Please count the lines below that contain the string "group" and reply with that number alone.

GIVEN RECORDS ->
## Begin

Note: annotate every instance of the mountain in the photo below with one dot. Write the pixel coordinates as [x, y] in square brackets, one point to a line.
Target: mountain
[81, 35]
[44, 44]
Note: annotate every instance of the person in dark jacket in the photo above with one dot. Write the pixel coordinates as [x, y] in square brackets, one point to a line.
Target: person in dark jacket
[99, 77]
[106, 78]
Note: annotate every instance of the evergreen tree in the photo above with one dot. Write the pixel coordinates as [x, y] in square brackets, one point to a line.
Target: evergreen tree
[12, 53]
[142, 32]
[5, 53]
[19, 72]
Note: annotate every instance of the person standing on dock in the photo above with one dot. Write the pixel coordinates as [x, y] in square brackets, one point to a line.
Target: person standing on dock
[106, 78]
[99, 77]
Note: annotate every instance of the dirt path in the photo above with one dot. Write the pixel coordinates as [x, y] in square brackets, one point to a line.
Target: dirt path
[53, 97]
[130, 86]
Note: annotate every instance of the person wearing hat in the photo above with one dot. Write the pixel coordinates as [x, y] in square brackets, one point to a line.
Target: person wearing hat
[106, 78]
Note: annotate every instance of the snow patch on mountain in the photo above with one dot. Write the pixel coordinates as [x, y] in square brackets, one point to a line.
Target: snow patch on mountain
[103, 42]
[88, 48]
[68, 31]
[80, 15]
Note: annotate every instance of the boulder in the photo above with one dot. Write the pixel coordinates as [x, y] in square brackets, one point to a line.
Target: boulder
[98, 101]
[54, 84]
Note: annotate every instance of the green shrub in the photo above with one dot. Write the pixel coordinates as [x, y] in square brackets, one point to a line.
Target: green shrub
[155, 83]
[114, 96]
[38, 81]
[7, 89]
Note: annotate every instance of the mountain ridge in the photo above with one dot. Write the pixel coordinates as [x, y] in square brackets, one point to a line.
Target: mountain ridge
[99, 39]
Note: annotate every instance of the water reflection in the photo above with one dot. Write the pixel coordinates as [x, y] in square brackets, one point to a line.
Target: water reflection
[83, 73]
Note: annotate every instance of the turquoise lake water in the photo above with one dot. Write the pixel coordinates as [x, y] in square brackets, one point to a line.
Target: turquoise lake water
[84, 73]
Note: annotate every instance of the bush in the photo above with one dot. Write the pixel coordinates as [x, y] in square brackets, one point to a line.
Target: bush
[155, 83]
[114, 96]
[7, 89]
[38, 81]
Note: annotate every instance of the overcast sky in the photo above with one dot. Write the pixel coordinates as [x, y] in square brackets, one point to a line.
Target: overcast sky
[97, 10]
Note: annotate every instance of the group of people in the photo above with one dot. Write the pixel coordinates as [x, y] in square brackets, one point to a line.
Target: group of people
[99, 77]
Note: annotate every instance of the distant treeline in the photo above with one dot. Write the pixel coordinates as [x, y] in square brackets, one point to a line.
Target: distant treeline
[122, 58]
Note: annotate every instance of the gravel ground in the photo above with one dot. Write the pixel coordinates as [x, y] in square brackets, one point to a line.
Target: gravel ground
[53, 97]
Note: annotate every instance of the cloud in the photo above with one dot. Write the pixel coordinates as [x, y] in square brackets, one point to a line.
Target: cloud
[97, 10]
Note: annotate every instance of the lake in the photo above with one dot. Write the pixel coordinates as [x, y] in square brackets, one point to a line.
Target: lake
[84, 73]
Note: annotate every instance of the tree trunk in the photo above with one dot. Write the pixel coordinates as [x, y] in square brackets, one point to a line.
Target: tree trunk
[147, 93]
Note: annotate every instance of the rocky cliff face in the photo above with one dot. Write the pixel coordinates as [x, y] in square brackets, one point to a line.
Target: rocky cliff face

## End
## Begin

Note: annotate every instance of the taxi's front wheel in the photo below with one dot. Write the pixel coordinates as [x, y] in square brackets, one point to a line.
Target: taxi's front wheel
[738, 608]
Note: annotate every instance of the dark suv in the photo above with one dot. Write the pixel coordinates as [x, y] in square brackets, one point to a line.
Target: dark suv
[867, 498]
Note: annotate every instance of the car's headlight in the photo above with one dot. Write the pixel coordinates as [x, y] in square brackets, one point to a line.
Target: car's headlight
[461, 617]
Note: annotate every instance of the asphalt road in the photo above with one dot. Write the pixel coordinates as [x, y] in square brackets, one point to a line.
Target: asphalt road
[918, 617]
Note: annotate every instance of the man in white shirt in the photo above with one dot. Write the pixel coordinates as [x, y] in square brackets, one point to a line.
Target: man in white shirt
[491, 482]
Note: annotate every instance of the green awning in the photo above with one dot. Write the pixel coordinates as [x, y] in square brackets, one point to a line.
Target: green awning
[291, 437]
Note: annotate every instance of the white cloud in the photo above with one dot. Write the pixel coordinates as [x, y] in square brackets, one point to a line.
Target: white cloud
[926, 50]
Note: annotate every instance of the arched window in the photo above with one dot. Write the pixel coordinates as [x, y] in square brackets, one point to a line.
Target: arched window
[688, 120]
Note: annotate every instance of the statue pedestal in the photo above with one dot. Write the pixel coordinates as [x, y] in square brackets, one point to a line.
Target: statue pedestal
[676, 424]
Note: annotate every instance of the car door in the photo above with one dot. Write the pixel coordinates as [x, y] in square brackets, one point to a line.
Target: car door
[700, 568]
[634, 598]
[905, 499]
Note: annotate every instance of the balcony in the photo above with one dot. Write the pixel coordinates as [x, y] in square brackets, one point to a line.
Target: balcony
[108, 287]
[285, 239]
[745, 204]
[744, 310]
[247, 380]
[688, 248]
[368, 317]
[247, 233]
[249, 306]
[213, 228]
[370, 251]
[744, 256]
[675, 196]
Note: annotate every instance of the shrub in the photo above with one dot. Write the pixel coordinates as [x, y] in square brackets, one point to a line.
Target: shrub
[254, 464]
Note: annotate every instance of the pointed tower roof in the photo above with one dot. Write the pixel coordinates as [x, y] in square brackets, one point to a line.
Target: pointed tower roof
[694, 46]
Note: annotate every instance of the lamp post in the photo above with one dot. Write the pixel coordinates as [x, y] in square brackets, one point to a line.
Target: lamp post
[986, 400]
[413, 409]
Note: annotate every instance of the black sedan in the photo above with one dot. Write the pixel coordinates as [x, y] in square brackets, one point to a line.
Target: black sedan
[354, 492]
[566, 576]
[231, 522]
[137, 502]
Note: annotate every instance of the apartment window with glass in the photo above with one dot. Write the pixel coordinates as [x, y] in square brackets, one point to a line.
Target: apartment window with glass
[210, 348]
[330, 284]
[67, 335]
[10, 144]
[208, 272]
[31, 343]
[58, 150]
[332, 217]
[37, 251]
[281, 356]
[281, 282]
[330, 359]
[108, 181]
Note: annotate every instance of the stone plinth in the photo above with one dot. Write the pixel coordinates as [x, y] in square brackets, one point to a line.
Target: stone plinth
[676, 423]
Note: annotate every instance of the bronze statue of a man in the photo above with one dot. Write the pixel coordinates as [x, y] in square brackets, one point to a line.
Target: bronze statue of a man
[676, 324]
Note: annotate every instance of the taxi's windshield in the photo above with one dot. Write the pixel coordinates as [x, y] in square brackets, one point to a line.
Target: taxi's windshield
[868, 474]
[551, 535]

## End

RESULT OF THE EXERCISE ->
2